SELECTED EXCERPT ::
Begin

A delectable feast for French fry lovers the world over, written and illustrated by acclaimed French Canadian artist, Rogé, this wonderful story will amuse, beguile and delight young readers! The French Fry King is a clever tale about dreaming big and finding love, told by a charming sausage dog named Roger.
Roger is a sausage dog who is destined for incredible things! He is most definitely NOT the kind of dog that would chase the mailman, chew on bicycle tires, or bark at every car that drives goes by. All of that bores him….
He longs to be human, and spends a great deal of time dreaming about his future. For Roger, happiness will only come when he becomes King – King of the French Fries! But will this bring him true happiness?

End

TASK TO CARRY OUT :: Reproduce word for word the passage of the description of The French Fry King that begins with "Roger is a sausage" and ends with "that bores him….".

RAW RECORDS ::
Begin

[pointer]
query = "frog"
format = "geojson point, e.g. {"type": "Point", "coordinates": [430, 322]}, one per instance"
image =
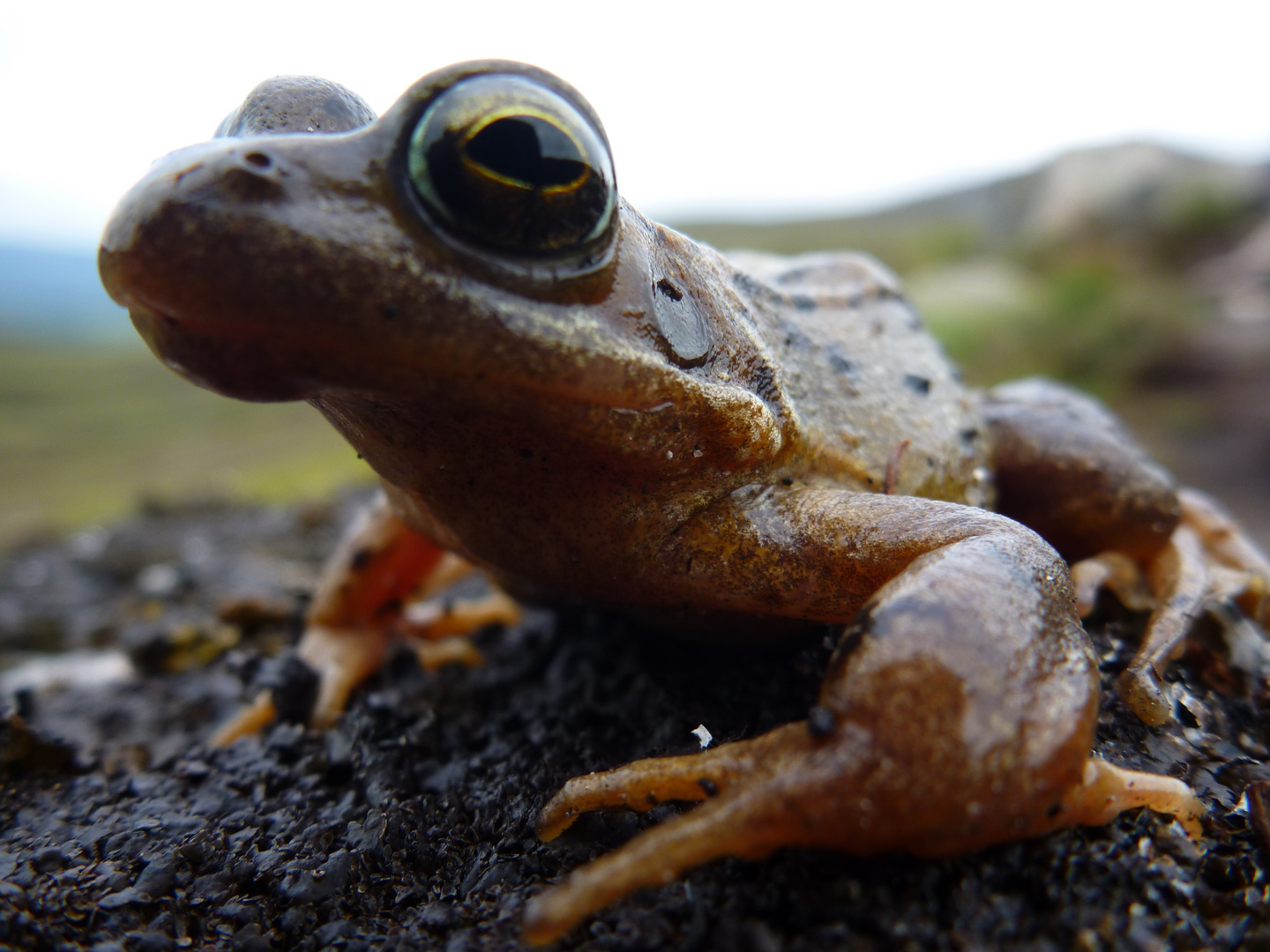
{"type": "Point", "coordinates": [588, 406]}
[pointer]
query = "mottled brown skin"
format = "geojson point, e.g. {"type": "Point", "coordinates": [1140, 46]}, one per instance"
{"type": "Point", "coordinates": [751, 446]}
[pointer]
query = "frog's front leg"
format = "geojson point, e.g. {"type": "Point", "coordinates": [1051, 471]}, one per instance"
{"type": "Point", "coordinates": [1065, 467]}
{"type": "Point", "coordinates": [958, 710]}
{"type": "Point", "coordinates": [363, 602]}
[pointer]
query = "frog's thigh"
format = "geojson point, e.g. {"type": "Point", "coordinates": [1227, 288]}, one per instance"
{"type": "Point", "coordinates": [958, 711]}
{"type": "Point", "coordinates": [355, 609]}
{"type": "Point", "coordinates": [1065, 467]}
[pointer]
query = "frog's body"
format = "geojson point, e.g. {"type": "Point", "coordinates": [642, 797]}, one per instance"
{"type": "Point", "coordinates": [592, 406]}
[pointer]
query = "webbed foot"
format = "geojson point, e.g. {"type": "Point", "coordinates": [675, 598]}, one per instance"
{"type": "Point", "coordinates": [363, 603]}
{"type": "Point", "coordinates": [1208, 560]}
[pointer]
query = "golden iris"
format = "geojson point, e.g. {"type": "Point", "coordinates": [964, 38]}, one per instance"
{"type": "Point", "coordinates": [510, 164]}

End

ANSWER TO THIS PROBLEM ::
Roger is a sausage dog who is destined for incredible things! He is most definitely NOT the kind of dog that would chase the mailman, chew on bicycle tires, or bark at every car that drives goes by. All of that bores him….